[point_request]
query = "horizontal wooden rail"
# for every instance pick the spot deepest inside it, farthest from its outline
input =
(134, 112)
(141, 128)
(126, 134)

□ □ □ □ □

**WORK TASK**
Return the whole listing as it stands. Nothing may be altered.

**RESULT**
[point_request]
query = "horizontal wooden rail"
# for every instance pick the spot deepest inside it, farthest from its outline
input =
(134, 112)
(141, 128)
(126, 134)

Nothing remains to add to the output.